#### What this task involves
Which lines of the data below contain the word "wall"? Filter them out and copy each one unchanged.

(Entries drawn from a collection)

************

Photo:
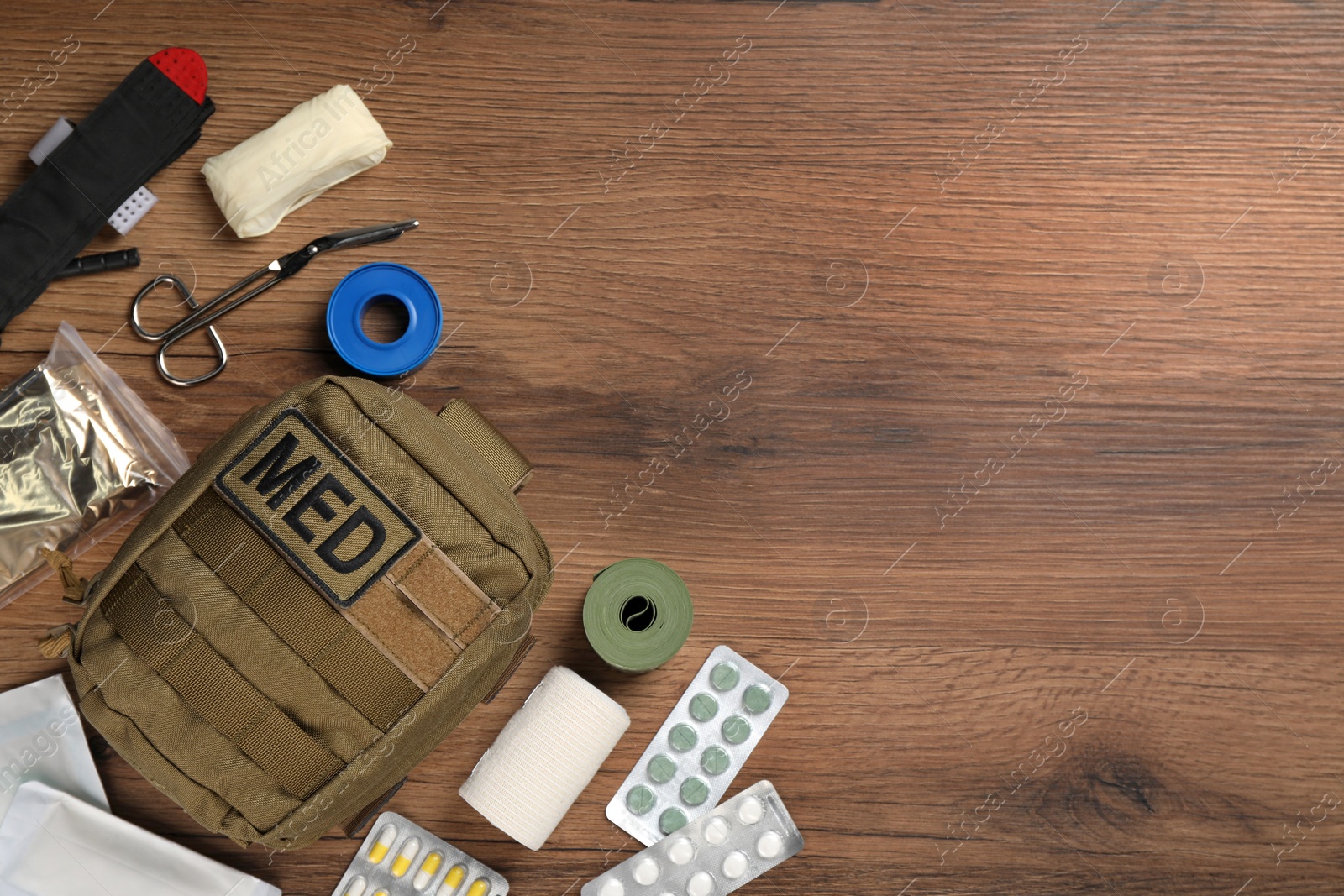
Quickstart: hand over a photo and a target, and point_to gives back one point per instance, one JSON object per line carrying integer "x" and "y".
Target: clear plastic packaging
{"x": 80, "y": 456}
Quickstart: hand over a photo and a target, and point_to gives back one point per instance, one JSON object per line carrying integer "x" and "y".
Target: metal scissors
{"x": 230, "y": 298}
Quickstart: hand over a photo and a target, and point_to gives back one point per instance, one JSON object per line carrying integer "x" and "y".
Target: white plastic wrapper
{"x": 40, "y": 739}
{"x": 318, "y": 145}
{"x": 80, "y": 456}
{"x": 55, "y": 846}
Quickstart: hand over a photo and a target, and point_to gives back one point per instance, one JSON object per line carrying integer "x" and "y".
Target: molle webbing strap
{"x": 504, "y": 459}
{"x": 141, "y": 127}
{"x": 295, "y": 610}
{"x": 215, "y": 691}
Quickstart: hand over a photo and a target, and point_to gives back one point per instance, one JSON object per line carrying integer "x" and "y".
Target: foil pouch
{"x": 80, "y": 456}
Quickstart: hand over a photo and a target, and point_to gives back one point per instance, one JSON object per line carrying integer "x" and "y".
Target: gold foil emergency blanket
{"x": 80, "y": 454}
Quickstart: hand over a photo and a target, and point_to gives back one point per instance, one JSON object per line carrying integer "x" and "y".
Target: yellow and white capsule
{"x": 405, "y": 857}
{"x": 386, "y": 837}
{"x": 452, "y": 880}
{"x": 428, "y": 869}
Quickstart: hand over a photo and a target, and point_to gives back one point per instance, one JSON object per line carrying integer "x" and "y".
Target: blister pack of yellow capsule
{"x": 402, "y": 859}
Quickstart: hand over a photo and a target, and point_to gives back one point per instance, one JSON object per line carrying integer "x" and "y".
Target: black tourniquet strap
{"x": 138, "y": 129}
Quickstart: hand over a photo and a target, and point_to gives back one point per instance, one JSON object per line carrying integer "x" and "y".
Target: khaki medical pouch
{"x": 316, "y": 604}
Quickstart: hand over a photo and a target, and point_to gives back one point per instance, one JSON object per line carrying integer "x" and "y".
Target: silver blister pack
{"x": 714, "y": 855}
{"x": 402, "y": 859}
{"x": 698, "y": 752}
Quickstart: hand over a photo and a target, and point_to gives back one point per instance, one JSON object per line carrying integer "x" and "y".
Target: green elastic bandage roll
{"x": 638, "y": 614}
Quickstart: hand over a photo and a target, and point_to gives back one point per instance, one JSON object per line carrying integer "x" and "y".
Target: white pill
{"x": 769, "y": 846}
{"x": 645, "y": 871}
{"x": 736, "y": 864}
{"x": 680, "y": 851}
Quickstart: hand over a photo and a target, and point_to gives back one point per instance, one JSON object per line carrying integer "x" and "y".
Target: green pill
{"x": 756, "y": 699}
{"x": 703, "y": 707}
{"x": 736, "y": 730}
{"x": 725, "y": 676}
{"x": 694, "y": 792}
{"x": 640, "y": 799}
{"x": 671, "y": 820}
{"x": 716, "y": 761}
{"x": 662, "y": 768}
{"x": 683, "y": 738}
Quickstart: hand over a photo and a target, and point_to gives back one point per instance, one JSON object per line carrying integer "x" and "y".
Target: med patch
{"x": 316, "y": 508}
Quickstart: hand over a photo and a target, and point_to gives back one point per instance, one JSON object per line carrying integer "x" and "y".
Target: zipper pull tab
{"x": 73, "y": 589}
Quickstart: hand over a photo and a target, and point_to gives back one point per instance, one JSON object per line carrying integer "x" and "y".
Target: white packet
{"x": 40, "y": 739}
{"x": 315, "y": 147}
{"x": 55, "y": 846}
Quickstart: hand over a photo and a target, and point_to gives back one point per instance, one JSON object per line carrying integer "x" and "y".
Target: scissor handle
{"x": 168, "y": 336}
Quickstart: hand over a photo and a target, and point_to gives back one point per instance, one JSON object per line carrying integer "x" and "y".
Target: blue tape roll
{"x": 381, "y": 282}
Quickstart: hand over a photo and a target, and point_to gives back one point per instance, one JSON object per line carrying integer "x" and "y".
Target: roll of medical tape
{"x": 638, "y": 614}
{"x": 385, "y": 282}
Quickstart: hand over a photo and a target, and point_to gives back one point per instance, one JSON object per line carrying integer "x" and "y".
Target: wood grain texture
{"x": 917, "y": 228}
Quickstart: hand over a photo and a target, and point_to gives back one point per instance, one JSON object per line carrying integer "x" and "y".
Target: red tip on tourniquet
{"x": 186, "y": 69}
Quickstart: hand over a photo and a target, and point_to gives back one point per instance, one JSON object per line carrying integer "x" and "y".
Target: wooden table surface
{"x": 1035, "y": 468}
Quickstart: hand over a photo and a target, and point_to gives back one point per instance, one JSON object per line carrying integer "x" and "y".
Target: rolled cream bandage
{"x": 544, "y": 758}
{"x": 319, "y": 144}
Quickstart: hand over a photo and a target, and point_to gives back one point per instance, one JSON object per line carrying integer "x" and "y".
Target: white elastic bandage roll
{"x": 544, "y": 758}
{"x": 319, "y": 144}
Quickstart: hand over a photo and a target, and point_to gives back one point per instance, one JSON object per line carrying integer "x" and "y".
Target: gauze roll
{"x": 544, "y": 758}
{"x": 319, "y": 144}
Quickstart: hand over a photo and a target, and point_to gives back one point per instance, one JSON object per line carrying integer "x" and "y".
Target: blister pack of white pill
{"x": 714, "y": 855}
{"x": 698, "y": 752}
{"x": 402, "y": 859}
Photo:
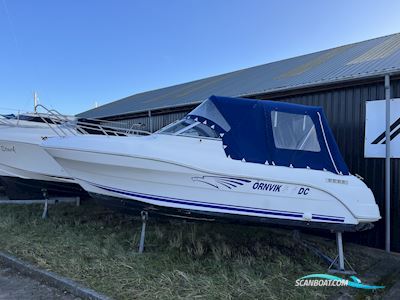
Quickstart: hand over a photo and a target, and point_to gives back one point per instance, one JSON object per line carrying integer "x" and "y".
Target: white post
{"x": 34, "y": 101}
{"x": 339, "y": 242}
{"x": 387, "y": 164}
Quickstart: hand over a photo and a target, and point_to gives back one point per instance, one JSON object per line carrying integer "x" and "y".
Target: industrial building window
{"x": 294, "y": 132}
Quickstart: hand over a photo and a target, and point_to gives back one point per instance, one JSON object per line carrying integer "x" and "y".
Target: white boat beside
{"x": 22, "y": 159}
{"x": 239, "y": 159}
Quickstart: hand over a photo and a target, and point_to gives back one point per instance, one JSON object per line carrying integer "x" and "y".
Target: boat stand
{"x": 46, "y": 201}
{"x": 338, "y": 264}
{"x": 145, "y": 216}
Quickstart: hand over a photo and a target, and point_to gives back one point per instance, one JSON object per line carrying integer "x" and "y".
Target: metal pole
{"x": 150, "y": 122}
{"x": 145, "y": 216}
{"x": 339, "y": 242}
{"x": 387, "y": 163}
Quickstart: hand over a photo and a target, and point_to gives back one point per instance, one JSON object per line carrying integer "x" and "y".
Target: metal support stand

************

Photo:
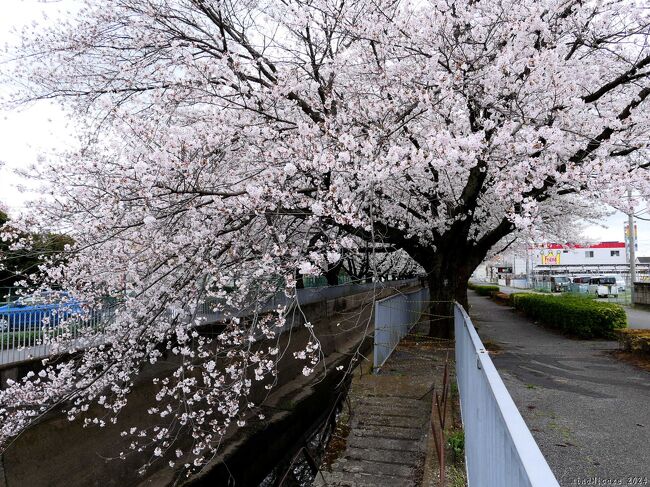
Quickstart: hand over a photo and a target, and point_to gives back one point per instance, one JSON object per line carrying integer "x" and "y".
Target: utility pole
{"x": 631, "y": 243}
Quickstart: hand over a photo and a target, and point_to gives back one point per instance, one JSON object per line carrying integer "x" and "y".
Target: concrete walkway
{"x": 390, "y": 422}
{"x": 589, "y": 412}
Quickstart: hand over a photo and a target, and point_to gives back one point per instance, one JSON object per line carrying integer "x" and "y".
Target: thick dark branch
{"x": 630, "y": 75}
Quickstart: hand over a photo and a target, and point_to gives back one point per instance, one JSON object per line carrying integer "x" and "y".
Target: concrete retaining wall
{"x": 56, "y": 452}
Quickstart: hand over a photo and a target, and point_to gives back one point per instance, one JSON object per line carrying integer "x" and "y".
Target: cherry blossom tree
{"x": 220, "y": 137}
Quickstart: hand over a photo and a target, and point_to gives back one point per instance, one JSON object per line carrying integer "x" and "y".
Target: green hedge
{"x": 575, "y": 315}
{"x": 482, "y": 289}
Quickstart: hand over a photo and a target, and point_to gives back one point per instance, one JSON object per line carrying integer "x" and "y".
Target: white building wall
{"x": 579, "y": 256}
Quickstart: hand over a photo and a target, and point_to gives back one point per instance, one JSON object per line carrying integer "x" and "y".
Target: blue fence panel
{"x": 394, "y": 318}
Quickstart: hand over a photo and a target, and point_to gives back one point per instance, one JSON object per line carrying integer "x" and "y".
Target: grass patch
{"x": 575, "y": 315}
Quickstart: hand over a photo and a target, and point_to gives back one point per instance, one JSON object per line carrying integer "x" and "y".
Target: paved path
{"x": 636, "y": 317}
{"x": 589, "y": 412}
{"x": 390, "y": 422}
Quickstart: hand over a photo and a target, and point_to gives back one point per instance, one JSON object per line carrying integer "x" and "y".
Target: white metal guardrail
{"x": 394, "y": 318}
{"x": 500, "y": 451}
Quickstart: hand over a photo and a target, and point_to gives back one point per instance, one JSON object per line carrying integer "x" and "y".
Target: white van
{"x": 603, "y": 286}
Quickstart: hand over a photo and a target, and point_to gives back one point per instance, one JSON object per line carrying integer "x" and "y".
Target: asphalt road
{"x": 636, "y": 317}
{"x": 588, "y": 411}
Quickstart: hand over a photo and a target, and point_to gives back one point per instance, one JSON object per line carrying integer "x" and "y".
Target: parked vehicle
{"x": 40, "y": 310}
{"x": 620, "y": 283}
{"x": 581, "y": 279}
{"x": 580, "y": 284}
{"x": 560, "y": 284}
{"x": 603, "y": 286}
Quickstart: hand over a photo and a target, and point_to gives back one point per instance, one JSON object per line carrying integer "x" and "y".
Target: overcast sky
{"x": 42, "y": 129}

************

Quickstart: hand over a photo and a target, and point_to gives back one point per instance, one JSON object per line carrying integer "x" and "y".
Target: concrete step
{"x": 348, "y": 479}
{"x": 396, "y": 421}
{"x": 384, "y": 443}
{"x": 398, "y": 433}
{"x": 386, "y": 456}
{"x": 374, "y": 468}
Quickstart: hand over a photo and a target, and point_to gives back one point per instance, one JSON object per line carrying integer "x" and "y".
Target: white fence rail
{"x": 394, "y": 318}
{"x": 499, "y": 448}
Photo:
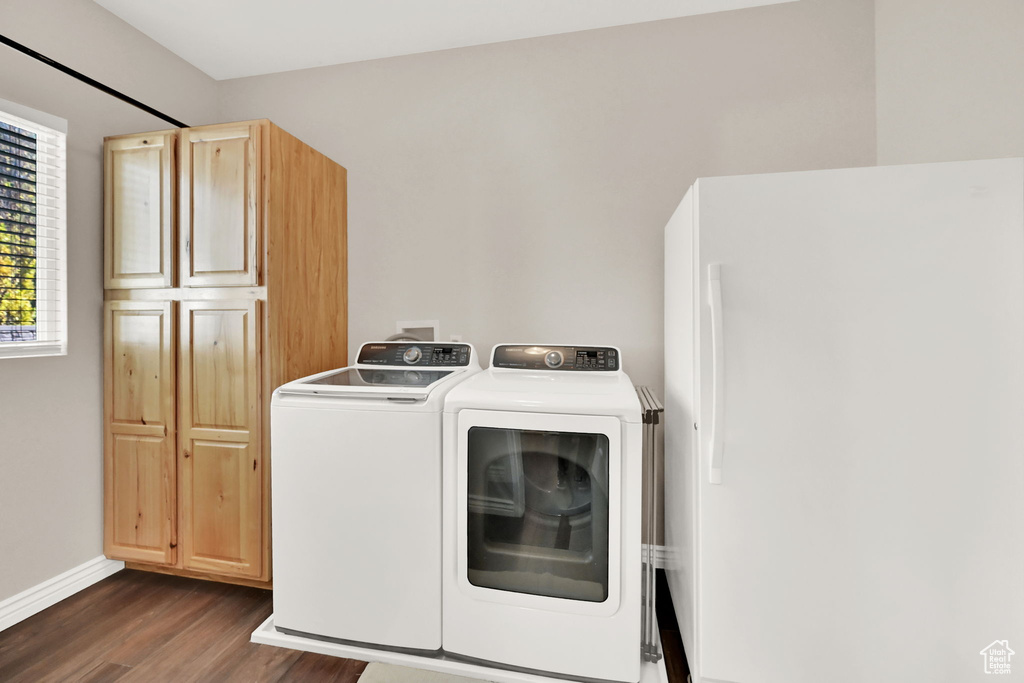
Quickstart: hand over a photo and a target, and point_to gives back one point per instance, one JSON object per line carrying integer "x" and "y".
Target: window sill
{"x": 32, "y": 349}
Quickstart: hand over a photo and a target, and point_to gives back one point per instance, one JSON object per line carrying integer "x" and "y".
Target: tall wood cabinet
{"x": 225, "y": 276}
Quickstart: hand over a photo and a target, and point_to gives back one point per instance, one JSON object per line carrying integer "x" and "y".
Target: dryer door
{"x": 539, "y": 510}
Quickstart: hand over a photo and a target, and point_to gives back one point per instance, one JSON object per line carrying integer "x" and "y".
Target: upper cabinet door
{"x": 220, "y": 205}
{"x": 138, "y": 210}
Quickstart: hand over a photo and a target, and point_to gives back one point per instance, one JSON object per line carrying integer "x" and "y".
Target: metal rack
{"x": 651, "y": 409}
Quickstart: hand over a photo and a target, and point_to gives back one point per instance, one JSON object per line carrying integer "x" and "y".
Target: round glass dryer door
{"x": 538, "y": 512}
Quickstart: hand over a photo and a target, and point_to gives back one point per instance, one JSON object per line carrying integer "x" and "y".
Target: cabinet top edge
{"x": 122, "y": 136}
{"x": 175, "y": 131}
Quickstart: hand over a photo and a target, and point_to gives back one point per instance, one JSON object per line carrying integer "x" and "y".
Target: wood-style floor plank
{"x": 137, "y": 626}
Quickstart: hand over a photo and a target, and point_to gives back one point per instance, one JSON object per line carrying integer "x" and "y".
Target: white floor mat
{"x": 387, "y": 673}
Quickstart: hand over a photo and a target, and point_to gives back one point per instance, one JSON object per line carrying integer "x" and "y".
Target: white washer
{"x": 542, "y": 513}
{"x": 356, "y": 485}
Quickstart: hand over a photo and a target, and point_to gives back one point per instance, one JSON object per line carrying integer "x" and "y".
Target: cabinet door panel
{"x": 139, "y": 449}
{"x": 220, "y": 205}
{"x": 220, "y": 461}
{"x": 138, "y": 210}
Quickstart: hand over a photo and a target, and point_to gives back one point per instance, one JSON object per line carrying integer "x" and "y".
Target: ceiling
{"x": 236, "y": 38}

************

#### Answer to this task
Target: concrete retaining wall
Target: white building wall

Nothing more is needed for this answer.